*Text passage*

BOOK REVIEW EDITOR-IN-CHIEF ELLA KELLEHER WRITES – A Harvard senior obsessed with the beautiful, Will Chen is the perfect Chinese son: hardworking, handsome, and respectful. Except when he is offered an illegal job by a mysterious wealthy Chinese benefactor to steal back art pieces from heavily guarded Western museums that were looted from Beijing hundreds of years ago – that he finds himself unable to refuse. What’s more important, chasing your own “American Dream” or defending the eternal legacy of your people?
Will’s crew is as archetypally “Ocean’s Eleven” as it gets – and it’s exhilarating. Imagine a dazzling criminal lineup. First, we have the con artist: Irene Chen, Will’s faultless Duke University public policy major sister who can “talk her way out of any situation.” Then there’s Daniel Liang, a premed student with steady hands whose father works for the FBI. Then, of course, there’s also the getaway driver, Lily Wu – an angel-faced engineering major who drag-races at midnight. Finally, there’s Alex Huang: an MIT dropout, Silicon Valley software engineer who can hack her way into any computer system. Each crew member has a somewhat tortured relationship with each other and China, especially as members of the Chinese diaspora in America. But when Will asks them to join his heist, not a single member can turn him down.

*Tasks for this exercise*
1) In the book review, which university does Irene Chen attend?
2) Write the next part of the book review, starting right after its final sentence.
You won't need the items.

*Extracted entries*

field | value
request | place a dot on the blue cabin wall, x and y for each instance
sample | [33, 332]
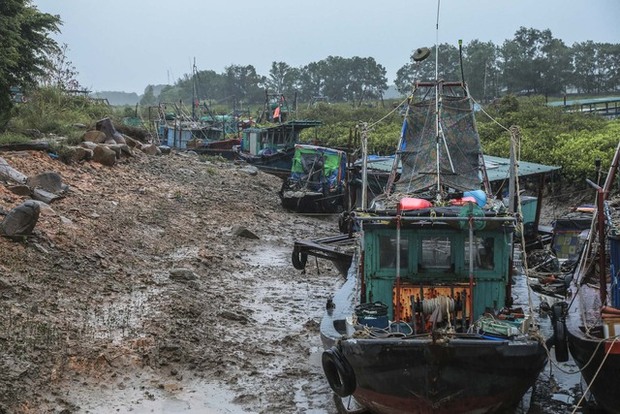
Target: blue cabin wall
[490, 284]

*Responses in order*
1) Duke University

2)
Chinese American author, Grace D. Li, debuts spectacularly with Portrait of a Thief (2022). Currently a medical student at Duke University (not unlike the characters in her novel), one of Li’s aims has been to explain the triumphs and troubles of the Chinese diaspora through literature. The eternally binding strings of identity twist and tangle with the current of migration. Often, children of immigrants find themselves lost, straddling two very distant lands, deeply mired in the confusing question of, Which country deserves my loyalty?
The book starts off with a bang – or, should I say, a shattering of glass. Will Chen, an art history major, is at the Sackler Museum in Harvard while it is being robbed of its Chinese art. Amid the chaos, a business card is casually folded into his pocket by one of the cloaked thieves. Later, he finds out he has been chosen to assemble a specialized group of Chinese Americans to steal (or shall we say, return) five Chinese zodiac fountainheads that had been illegally robbed from the Old Summer Palace in Beijing long ago. All fountainheads had been dispersed among various overseas museums, divided by thousands of miles. The mission is simple but harrowing: Successfully complete five heists at five different museums, bring the fountainheads back to their rightful owners and receive fifty million dollars. The catch is that this ragtag crew is comprised of hotheaded college students chased relentlessly by the FBI. Were they doomed from the start?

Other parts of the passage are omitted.